**Written request**
Output every entry exactly as written.

**Records for this task**
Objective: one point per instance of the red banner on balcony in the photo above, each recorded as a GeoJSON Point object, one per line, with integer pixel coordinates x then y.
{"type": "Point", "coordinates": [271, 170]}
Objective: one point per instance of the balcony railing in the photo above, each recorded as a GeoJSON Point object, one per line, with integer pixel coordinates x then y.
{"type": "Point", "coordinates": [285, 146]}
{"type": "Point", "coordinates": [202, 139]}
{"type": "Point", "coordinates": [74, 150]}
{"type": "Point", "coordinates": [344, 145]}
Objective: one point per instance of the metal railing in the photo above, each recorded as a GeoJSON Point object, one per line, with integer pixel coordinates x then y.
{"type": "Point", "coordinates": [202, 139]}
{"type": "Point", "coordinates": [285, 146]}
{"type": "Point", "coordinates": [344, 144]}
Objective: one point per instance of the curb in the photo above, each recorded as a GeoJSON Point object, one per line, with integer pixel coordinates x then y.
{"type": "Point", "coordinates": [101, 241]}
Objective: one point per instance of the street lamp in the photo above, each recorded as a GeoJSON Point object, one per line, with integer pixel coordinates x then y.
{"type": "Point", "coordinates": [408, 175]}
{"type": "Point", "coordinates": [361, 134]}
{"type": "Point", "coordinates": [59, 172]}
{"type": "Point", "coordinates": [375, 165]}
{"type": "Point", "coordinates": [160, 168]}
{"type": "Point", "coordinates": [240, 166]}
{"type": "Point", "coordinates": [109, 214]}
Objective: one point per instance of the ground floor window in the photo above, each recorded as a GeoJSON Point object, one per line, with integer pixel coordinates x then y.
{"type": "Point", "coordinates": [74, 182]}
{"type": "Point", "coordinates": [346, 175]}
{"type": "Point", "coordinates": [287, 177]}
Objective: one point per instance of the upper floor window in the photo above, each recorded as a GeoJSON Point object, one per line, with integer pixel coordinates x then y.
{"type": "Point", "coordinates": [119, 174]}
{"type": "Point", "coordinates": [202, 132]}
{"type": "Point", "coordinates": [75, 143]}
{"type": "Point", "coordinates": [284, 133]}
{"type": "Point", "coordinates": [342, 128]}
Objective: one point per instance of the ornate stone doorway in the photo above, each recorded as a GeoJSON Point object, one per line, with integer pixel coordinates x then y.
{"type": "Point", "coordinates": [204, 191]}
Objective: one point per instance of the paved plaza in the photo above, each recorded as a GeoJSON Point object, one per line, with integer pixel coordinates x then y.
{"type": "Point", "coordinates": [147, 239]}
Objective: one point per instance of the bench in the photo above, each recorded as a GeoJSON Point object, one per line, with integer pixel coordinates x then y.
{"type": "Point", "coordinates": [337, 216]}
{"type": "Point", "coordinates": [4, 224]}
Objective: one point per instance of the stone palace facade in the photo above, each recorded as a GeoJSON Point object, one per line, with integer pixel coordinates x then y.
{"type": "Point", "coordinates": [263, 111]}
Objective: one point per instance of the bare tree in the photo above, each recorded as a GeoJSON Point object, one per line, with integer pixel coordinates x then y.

**Solved exercise**
Objective: one point per instance of the red banner on balcony in the photo above, each recorded as a GeoJSON Point object, one per line, with integer pixel coordinates x then y.
{"type": "Point", "coordinates": [271, 170]}
Objective: one point per instance of the balcony railing in the photo above, each recorded as a GeoJSON Point object, one per line, with integer pixel coordinates x then y.
{"type": "Point", "coordinates": [285, 146]}
{"type": "Point", "coordinates": [202, 139]}
{"type": "Point", "coordinates": [74, 150]}
{"type": "Point", "coordinates": [344, 145]}
Objective: one point per instance of the metal railing in the photo above, each recorded as a GeoJSON Point object, one per line, with integer pixel coordinates x then y.
{"type": "Point", "coordinates": [202, 139]}
{"type": "Point", "coordinates": [285, 146]}
{"type": "Point", "coordinates": [344, 144]}
Objective: one point per instance of the curb in the photo above, each recorded as a GeoJSON Point object, one per line, with integer pixel coordinates x then y.
{"type": "Point", "coordinates": [101, 241]}
Objective: one point per instance of the street lamp in the photo above, each recorded as a GeoJSON Point object, one per line, with integer pixel coordinates x then y.
{"type": "Point", "coordinates": [408, 175]}
{"type": "Point", "coordinates": [361, 134]}
{"type": "Point", "coordinates": [59, 172]}
{"type": "Point", "coordinates": [375, 165]}
{"type": "Point", "coordinates": [160, 168]}
{"type": "Point", "coordinates": [240, 166]}
{"type": "Point", "coordinates": [109, 214]}
Objective: one point per instance of the ground floor window in the photo above, each recorded as a GeoJSON Point object, one per line, with integer pixel coordinates x then y.
{"type": "Point", "coordinates": [74, 182]}
{"type": "Point", "coordinates": [346, 175]}
{"type": "Point", "coordinates": [287, 177]}
Objective: one point per instance of the upper floor window in the photo above, each recorded as a GeoJSON Point object, one per line, with integer pixel coordinates x then y.
{"type": "Point", "coordinates": [119, 174]}
{"type": "Point", "coordinates": [202, 132]}
{"type": "Point", "coordinates": [75, 143]}
{"type": "Point", "coordinates": [284, 133]}
{"type": "Point", "coordinates": [342, 128]}
Objective: one point per instance of the ornate stone doorway in the photo above, each recorded as a GeoJSON Point object, one per line, with integer pixel coordinates x then y.
{"type": "Point", "coordinates": [204, 191]}
Objective: one point per instance of the paved plaza in the photo above, each recorded as a GeoJSON Point object, one per line, with integer pixel coordinates x then y.
{"type": "Point", "coordinates": [147, 239]}
Objective: one point per instance of the bench in the photo above, each recorded as a GeoJSON Point object, one per line, with integer pixel coordinates x then y.
{"type": "Point", "coordinates": [337, 216]}
{"type": "Point", "coordinates": [4, 224]}
Objective: one point per instance of the stone palace facade in the photo above, each recorded as a GeoJSON Point object, one per line, with integer pixel coordinates x then y.
{"type": "Point", "coordinates": [263, 111]}
Objective: one point per instance of the bare tree in the photo above, each recorded as a GeoJSON Point object, one per line, with integer pixel coordinates x then y.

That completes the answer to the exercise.